WRITTEN PROBLEM: Reproduce every entry exactly, without alteration.

PROVIDED MATERIAL:

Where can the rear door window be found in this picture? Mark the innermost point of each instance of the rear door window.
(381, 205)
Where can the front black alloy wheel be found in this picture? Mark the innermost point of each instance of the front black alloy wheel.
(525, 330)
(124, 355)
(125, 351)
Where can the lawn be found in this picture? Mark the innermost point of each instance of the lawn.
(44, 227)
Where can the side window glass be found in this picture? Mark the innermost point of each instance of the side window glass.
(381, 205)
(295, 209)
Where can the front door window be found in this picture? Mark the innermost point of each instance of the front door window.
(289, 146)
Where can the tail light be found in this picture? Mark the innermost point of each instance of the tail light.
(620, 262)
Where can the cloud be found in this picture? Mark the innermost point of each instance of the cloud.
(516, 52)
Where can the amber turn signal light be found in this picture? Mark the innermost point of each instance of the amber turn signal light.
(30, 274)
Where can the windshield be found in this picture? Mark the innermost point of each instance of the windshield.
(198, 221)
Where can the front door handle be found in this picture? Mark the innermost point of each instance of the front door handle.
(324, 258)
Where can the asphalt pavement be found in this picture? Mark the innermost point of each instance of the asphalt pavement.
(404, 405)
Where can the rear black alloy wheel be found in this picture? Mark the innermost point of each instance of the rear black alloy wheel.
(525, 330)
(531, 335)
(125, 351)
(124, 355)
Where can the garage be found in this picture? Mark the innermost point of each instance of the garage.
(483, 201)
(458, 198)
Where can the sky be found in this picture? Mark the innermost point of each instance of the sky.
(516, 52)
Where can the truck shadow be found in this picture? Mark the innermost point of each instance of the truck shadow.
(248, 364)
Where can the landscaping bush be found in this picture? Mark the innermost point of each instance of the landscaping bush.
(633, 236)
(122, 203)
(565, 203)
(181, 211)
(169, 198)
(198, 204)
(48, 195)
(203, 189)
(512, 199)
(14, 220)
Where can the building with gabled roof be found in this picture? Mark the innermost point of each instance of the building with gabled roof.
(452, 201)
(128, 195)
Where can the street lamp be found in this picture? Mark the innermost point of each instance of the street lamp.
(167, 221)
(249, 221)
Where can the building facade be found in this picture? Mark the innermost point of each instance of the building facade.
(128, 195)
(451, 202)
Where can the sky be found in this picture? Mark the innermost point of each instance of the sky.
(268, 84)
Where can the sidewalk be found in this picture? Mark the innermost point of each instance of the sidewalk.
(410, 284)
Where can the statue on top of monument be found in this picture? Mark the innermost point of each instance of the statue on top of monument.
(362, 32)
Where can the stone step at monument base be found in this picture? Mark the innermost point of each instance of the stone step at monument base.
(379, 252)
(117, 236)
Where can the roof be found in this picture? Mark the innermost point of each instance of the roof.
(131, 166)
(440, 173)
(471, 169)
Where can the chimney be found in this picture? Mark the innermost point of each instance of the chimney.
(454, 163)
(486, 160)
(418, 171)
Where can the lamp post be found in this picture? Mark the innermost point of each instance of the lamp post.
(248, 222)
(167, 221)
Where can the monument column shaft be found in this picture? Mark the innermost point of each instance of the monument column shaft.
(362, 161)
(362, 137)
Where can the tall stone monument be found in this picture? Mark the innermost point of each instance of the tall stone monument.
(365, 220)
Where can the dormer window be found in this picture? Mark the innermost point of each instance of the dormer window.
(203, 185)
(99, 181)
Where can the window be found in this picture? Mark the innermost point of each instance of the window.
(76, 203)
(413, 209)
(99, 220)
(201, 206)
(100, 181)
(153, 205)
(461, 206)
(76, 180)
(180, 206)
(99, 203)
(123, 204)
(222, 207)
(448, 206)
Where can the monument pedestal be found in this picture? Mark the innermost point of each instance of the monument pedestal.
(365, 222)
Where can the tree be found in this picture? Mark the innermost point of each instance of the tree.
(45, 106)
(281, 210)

IN RESPONSE:
Where can the rear door window be found in this picture? Mark the innermost point of each instance of the rear door window.
(381, 205)
Where can the front black alloy wheel be found in this picture? Mark the innermost point of each instance of the front black alloy wheel.
(525, 330)
(124, 355)
(125, 351)
Where can the lawn be found in this picture? Mark the innermost point of each instance of the lawn.
(44, 227)
Where can the side window glass be found in this picture? Mark the innermost point of each instance of the side window glass.
(381, 205)
(295, 209)
Where can the front door window be found in this picture? Mark the innermost point of each instance of the front door window.
(289, 146)
Where can the tail light be found in this picture? Mark the innermost point of each instance of the tail light.
(620, 262)
Where can the cloud be found in this picture? Mark the innermost point of each instance of the cloud.
(516, 52)
Where can the amber turn signal light be found in this picture? Mark the innermost point of each instance of the amber turn signal light.
(30, 274)
Where can the windshield be found in this picture? Mark the innermost point of each instance of the windshield.
(198, 221)
Where can the front door handle be found in this picture? Mark the innermost point of each instance of the front door handle.
(324, 258)
Where can the asphalt pavement be found in this picture? Mark the innermost point of each instance of the asphalt pavement.
(404, 405)
Where can the rear black alloy wheel be found in this picture? Mark the innermost point of each instance of the rear black alloy wheel.
(525, 330)
(531, 335)
(125, 351)
(124, 355)
Where can the garage be found in this picture? Mark the innermost point of each instance of the garage.
(483, 201)
(458, 198)
Where can the sky be found in this picture? Mark the innermost point of each instance of the sky.
(516, 52)
Where can the truck shadow be found in this picture? Mark the innermost point of each instance of the truck shadow.
(248, 364)
Where can the landscaping bush be found in this picture? Mark the innermost point of each instance of the landscaping bush.
(633, 236)
(122, 203)
(565, 203)
(181, 211)
(169, 198)
(198, 204)
(48, 195)
(203, 189)
(512, 199)
(14, 220)
Where can the building with gabled roof be found in this picture? Mark the innermost point of each instance of the building with gabled roof.
(452, 201)
(128, 195)
Where can the street lamp be found in this picture? Mark the innermost point of each instance of the street lamp.
(167, 221)
(249, 221)
Where can the building facade be found in this picture? Mark the innermost point of each instance of the building facade.
(128, 195)
(451, 202)
Where can the sky be found in this picture? Mark the innermost point of each instance of the sky.
(268, 84)
Where can the sidewalk be found in this picture? Mark the innermost point of each instance of the sidewalk.
(410, 284)
Where can the statue on top of monument be found in this picture? Mark the innermost point of each instance of the statue on top of monument.
(362, 32)
Where can the stone step at monument base be found in this picture? Mark the innermost point of each instance of the stone step at monument base.
(379, 252)
(117, 236)
Where can the roof be found in this picture? Mark the innermost point of each instance of the roof.
(131, 166)
(440, 173)
(471, 169)
Where can the chimney be found in this picture? Mark the innermost point of each instance of the chimney.
(454, 163)
(486, 160)
(418, 171)
Where can the lamp post be found in this picture? Mark the innermost point of each instance of the lamp post.
(248, 222)
(167, 221)
Where can the monument column shaft be found in this picture? Mark the innermost point of each instance of the monument column shaft.
(362, 161)
(362, 137)
Where can the tall stone monument be found in this picture? Mark the innermost point of each instance of the tall stone monument.
(365, 220)
Where can the dormer window be found in this picture? Mark the innermost point of each instance of the dormer window.
(203, 185)
(99, 181)
Where can the window be found in this picture? Mark the innermost point of each instance of the window.
(76, 203)
(413, 209)
(99, 220)
(201, 206)
(100, 181)
(153, 205)
(461, 206)
(76, 180)
(180, 206)
(99, 203)
(123, 204)
(222, 207)
(448, 206)
Where can the monument pedestal be found in this picture? Mark the innermost point of each instance of the monument pedestal.
(365, 222)
Where can the tree be found in this picture? Mark the innermost point of each instance of the tree.
(45, 106)
(281, 210)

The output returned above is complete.